▶ _EXERCISE DETAILS_
Can you write what comes next in the article about the superhero exhibit below, picking up right after its last sentence?

▶ _DOCUMENT EXCERPT_
· · · · ·
The exhibit, curated by Debra Schmidt
Bach, opens with a huge, quite dramatic illustration of Superman
standing in a foreboding, dangerous looking New York alley at night.
You turn left to enter the exhibit and, whoa! –there is Superman’s
lush costume from the 1950s TV series. From there, you just fly high
over Metropolis, looking down at the Daily Planet newspaper building,
and over the dark, sinister skyline of Gotham City, where Batman and
Robin live.

The exhibit tells you, right away,
that many of these super heroes were created by New Yorkers during
the Depression or just before or during World War II and their
creators had them working for the war effort. One double page spread
in a Captain America comic in the exhibit urges all Americans to
support the country. Many of the artists and writers for the comics
enlisted and served throughout the war, creating magazines, brochures
and training manuals that featured their comic book characters.
Thousands of GIs carried superhero comics rolled up and stuffed in
the back pocket of their uniforms. The superheroes were a part of
U.S. history, cowls, capes and all. Batman and Robin urged readers to
buy government bonds and Captain America battled Hitler and the
Nazis throughout the war. One double page spread in one of his 1940s
comics had a huge headline ‘On to Berlin!” Wonder Woman (real
name Diana Prince) enlisted as a U.S. Army nurse.

The great strength of the exhibit is
not to inform you about the history of super heroes in comics, but to
remind you that all of them gave us, and still give us, a wonderful,
flashy other world to live in while we go through the daily grind of
life. How terrible can things be when you can see the Bat Signal up
in the sky or follow Superman as he carries a disabled plane through
the air, or follow Wonder Woman as she beats up the bad guys?

One large room of
the enchanting exhibit showcases the transition of superheroes from
comic books to radio, movies and television. They were the perfect
larger than life heroes to confront numerous larger than life enemies
and problems. The first to take to the air was Superman in his
highly rated 1940s radio show, Superman. Batman (Detective
Comics) and others soon had radio shows and then, in the 1950s and
1960s, successful television shows. Wonder Woman debuted on
television in the 1970s as part of the women’s cultural movement
because she was seen as a strong woman heroine. The show, starring
Lynda Carter, ran for several years.

Perhaps the best of all the
superhero television series was the 1966 debut of Batman, with
Adam West as Bruce Wayne. That was the series that rocketed to number
one. It featured campy scenes and all those POW, POP, CRUNCH comic
book balloons in the action scenes. People loved it and it kicked off
a Batman craze that has lasted fifty years, filled with all those
Batman movies and Adam West’s numerous appearances around the
country at Comic Con shows. He starred in a documentary about his
life a year ago.
· · · · ·
▶ _RECORD EXCERPTS_

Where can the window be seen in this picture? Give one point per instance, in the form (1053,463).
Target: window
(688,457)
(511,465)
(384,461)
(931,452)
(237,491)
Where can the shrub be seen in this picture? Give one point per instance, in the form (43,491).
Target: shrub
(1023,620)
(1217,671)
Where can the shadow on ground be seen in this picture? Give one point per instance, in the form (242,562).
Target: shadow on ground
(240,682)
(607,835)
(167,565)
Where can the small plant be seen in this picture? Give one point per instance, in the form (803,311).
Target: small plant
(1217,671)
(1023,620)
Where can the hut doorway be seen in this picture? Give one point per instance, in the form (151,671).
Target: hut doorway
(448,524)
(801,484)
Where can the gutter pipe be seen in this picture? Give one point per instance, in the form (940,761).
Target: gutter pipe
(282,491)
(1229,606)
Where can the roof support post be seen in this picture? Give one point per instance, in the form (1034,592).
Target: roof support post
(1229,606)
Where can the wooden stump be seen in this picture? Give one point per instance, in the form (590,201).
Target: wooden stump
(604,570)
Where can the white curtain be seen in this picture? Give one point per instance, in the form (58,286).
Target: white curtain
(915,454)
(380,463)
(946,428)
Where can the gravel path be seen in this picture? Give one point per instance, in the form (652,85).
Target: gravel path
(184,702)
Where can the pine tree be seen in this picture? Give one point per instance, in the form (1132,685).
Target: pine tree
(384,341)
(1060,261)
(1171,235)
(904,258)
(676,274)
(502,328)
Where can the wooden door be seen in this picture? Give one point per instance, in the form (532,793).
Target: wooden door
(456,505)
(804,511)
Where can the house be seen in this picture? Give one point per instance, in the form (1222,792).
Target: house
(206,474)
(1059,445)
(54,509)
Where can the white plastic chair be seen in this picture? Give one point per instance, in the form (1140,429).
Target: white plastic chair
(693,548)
· · · · ·
▶ _RESPONSE TO THE EXERCISE_
The exhibit features all of the
ingenious gadgets you loved in the comics, movies and television
series, such as one of the actual flashy Batmobiles (big car)
that roared out of the Bat cave beneath Wayne Manor to bring its
dynamic duo to the streets of the city. There is a bat phone, a
Gotham City phone directory and costumes of several super hero
characters, even the Penguin’s black umbrella.

The exhibit has some of the first
edition Batman and Superman comics (worth quite a lot of money, I
understand) and enormous, gorgeous Superman radio show and early
Superman movie posters. There are the stories of Superman creators
Jerry Siegel and Joe Shuster, Batman writers Bob Kane and Bill
Finger. There are short stories that tell you how the superhero
comics influenced later artists, such as Jules Feiffer

One section of the exhibit is
reserved for the showing of an early Superman cartoons and snippets
from the 1950s Superman television series. There is much on
Spiderman, who grew up in Queens, a New York borough, before he made
so many successful movies (Amazing Fantasy Comics). There is a nod to
Iron Man (the movie Iron Man 45 is on its way soon, I understand).
Oddly, there is no mention of the current hit Fox television series,
Gotham, about Batman as a boy and the development of the
Gotham City Police Department.

The exhibit has a
lot of information on the first Comic Con, held in New York in 1964,
and those held around America ever since. There are stories of famous
super hero fans from the four corners of the globe celebrated at the
Comic Con shows.

The New York
Historical Society store sells everything you could think of
connected to the exhibit – biographies, illustrated books,
ponchos, figurines, Gotham City Police Department tee shirts, school
bags, Wonder Woman purses, Batman and Robin teddy bears, small
Batmobiles, and even Superman underwear for kids.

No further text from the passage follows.